Secondo il vocabolario in rete della Treccani, «con cultura di massa si indica un tipo di cultura medio, diffuso dai moderni mezzi di comunicazione di massa (stampa, radio, televisione, cinema, eccetera), prodotto con scopi prevalentemente commerciali e di intrattenimento, standardizzato e uniforme, destinato al consumo nel tempo libero, ma concepito anche come mezzo di innalzamento sociale di larghi strati popolari tradizionalmente esclusi dalla fruizione dei beni culturali».

Niente potrebbe descrivere meglio la cultura di massa dell’ossimorico nome del ministero per i Beni e le attività culturali e per il turismo, che testimonia l’attuale appiattimento della cultura al livello dello spettacolo, del divertimento e del tempo libero.

D’altronde, da troppo tempo ormai le opere letterarie, cinematografiche e artistiche vengono pianificate, prodotte, pubblicizzate, vendute e fruite come qualsiasi altra merce, nel generale asservimento di qualunque aspetto della vita quotidiana alle esigenze del mercato, che stanno a quelle della cultura come il diavolo sta all’acquasanta.

Sono dunque vere e proprie rarità i film che si premurano di confezionare una storia mirando non soltanto agli incassi economici, ma anche ai contenuti culturali.

Nel campo dei film a ispirazione scientifica, che di solito rendono un pessimo servizio ai soggetti e ai personaggi che mettono in scena, due di queste rarità sono Interstellar (2014) di Christopher Nolan e L’uomo che vide l’infinito (2015) di Matt Brown, che non a caso si sono avvalsi delle rispettive consulenze di Kim Thorne, premio Nobel per la fisica nel 2017, e Manjul Bhargava, medaglia Fields per la matematica nel 2014.

Talenti pianificati

Un’altra di queste rarità è la recentissima miniserie televisiva Netflix La regina degli scacchi (2020), che a sua volta ha avuto la consulenza di Garry Kasparov, campione mondiale di scacchi dal 1985 al 2000.

In inglese il titolo originale era The Queen’s Gambit, che in italiano si traduce con Il gambetto di donna: un’espressione che indica la mossa di apertura in cui il bianco muove il pedone che sta di fronte alla regina, sfidando il nero ad accettare o rifiutare il provocatorio “sgambetto”. E già nel romanzo di Walter Trevis del 1983, da cui è stata tratta la miniserie, il titolo originale alludeva all’atteggiamento aggressivo della protagonista nei confronti degli avversari maschi.

Voci di dati archiviati.
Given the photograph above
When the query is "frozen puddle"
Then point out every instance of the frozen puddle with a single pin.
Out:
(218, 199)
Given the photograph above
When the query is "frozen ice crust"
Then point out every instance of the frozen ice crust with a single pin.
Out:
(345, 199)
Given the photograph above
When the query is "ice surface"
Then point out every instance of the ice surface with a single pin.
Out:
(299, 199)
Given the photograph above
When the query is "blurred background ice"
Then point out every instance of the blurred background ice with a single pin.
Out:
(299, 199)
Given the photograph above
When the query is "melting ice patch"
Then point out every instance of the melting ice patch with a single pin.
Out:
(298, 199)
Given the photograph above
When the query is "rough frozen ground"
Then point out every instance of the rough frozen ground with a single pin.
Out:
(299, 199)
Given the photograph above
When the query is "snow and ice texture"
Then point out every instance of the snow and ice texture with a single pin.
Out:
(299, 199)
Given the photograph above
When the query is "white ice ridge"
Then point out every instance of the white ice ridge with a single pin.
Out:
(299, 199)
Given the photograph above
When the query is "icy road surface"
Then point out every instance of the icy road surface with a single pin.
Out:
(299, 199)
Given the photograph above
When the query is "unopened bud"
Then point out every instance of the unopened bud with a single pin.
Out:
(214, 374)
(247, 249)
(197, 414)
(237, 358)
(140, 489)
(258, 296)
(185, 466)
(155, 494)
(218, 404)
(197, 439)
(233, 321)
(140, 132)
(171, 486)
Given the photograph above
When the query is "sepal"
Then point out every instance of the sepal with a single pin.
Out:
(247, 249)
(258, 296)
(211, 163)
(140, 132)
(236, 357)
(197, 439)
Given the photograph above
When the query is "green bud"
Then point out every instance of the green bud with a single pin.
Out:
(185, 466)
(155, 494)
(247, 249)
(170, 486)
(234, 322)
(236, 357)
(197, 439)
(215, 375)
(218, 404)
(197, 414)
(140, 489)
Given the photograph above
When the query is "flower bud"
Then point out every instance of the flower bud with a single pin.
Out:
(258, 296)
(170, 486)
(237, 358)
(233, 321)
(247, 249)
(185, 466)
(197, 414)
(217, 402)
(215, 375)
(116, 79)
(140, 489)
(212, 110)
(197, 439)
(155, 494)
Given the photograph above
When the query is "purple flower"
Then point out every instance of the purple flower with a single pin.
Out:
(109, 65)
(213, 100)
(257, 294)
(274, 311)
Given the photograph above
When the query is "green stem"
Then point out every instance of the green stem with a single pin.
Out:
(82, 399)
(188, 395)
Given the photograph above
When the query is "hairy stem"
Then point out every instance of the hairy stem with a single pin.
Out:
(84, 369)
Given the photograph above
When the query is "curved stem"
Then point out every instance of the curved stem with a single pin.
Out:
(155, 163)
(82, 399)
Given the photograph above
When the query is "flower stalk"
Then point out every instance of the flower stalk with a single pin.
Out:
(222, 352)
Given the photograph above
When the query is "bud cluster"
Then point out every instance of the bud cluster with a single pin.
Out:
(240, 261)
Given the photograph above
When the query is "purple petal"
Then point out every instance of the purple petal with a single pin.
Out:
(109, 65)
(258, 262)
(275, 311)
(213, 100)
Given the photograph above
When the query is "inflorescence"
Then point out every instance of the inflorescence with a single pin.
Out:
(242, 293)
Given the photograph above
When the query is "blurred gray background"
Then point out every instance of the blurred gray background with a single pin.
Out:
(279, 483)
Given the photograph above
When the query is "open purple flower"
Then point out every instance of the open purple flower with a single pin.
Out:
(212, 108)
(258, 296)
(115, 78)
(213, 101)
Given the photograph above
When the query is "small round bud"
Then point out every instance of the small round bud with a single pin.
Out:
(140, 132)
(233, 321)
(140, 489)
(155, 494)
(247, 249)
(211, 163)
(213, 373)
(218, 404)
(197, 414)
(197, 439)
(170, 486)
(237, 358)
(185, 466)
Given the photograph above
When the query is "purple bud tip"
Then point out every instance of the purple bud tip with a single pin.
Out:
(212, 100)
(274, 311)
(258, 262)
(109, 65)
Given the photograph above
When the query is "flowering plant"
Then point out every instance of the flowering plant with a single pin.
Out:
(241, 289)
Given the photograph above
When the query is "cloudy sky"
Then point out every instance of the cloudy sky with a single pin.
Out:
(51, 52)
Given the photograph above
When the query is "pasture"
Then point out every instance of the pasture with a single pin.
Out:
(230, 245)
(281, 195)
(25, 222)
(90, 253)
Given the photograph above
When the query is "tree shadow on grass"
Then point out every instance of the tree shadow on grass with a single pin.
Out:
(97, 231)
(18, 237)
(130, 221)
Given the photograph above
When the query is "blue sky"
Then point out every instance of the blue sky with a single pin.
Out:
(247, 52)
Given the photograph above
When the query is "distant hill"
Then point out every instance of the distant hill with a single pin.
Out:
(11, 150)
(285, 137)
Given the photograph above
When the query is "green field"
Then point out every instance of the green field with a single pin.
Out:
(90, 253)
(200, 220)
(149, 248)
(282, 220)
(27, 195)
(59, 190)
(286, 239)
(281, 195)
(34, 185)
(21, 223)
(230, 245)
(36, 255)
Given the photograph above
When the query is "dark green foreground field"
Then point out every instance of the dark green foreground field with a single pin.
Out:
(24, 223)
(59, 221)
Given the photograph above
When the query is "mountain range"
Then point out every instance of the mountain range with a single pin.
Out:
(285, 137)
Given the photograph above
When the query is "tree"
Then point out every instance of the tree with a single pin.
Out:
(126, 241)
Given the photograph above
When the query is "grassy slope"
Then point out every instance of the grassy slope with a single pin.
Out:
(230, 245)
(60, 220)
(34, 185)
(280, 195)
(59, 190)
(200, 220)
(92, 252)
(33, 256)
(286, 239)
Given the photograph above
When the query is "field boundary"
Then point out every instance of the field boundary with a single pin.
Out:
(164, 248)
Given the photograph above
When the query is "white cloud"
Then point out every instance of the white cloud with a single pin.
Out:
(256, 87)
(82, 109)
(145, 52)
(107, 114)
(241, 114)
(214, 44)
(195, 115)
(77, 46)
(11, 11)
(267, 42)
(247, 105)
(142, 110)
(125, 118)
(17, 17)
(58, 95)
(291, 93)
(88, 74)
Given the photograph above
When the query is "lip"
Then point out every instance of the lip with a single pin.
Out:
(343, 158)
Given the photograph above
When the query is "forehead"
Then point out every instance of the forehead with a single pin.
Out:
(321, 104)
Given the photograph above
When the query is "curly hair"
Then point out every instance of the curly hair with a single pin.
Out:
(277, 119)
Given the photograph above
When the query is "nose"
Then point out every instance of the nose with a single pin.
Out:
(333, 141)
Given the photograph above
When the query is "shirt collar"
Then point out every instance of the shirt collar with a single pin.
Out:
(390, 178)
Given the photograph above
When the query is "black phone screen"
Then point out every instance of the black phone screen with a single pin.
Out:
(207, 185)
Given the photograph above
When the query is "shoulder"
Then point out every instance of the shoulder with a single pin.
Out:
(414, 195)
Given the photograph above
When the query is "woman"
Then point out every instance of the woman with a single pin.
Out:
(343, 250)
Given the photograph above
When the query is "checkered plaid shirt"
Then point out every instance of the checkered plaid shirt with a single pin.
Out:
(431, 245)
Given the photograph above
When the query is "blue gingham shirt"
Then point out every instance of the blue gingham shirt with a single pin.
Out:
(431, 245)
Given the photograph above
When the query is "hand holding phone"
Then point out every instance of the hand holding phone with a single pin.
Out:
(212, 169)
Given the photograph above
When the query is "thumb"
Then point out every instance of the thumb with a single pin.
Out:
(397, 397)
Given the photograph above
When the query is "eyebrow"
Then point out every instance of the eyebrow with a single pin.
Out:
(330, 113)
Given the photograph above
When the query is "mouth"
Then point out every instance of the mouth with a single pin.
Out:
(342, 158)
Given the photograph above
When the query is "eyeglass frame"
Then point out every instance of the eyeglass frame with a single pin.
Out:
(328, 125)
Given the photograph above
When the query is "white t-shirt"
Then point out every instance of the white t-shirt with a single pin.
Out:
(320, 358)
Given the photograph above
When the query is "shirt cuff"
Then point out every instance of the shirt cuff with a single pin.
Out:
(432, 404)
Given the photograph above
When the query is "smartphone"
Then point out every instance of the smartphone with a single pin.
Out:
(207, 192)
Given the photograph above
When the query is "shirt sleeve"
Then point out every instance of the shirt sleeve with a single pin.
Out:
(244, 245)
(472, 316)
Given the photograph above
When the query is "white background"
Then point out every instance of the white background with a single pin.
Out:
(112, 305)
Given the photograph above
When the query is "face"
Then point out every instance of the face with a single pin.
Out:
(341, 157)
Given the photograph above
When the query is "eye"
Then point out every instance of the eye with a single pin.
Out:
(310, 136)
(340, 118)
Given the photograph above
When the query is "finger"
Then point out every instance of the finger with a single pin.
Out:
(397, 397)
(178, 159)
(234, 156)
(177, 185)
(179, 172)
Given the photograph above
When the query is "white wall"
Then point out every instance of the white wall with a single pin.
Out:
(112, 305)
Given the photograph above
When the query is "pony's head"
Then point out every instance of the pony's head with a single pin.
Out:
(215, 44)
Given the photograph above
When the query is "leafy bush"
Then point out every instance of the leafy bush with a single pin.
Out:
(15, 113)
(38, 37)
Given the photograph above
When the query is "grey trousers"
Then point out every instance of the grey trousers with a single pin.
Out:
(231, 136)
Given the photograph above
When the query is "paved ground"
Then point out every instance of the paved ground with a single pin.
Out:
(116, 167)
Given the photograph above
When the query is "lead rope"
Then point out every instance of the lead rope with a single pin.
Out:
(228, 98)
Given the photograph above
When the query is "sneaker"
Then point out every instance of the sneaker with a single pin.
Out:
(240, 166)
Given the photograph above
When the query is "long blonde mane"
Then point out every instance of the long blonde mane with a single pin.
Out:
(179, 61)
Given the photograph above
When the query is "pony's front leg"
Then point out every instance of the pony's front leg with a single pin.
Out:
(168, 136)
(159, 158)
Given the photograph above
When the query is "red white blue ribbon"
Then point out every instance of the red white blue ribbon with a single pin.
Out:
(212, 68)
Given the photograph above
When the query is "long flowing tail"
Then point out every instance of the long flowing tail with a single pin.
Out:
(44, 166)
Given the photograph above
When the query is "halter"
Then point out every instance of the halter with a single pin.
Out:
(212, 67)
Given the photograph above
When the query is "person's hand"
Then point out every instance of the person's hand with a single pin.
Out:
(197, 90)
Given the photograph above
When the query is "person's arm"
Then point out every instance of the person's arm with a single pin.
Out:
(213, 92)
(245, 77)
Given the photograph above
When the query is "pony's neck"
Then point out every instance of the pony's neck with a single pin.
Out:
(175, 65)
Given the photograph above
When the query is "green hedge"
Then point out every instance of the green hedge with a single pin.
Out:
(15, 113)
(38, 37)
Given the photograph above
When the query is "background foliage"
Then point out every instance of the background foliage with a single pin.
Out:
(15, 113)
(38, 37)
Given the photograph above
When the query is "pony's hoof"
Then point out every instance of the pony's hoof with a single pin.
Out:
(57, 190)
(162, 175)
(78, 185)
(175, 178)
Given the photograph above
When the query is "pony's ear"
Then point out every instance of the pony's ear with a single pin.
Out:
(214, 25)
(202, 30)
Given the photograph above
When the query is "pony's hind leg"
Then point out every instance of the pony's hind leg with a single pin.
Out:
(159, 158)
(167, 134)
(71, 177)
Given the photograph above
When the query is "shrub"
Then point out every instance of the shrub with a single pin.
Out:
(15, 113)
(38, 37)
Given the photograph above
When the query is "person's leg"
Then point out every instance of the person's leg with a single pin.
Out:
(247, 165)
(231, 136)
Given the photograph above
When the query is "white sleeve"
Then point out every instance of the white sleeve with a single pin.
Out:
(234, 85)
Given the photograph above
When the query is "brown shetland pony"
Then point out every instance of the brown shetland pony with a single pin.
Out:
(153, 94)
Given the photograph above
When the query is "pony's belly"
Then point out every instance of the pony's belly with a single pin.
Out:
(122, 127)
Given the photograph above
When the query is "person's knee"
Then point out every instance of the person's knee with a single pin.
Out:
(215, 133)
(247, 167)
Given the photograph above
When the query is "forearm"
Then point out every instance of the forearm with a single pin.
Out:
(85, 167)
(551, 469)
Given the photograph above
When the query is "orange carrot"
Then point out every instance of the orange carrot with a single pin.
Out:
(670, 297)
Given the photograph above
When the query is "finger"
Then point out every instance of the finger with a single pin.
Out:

Istruzioni di lavoro.
• A. Riporta il passo del testo sulla cultura di massa che comincia con "In inglese il" e prosegue fino a "degli avversari maschi.", sostituendo "romanzo" con "libro".
• B. Estrai per favore tutte le righe che contengono la stringa "mouth".

Risposte in ordine.
• A.
In inglese il titolo originale era The Queen’s Gambit, che in italiano si traduce con Il gambetto di donna: un’espressione che indica la mossa di apertura in cui il bianco muove il pedone che sta di fronte alla regina, sfidando il nero ad accettare o rifiutare il provocatorio “sgambetto”. E già nel libro di Walter Trevis del 1983, da cui è stata tratta la miniserie, il titolo originale alludeva all’atteggiamento aggressivo della protagonista nei confronti degli avversari maschi.

• B.
When the query is "mouth"
Then point out every instance of the mouth with a single pin.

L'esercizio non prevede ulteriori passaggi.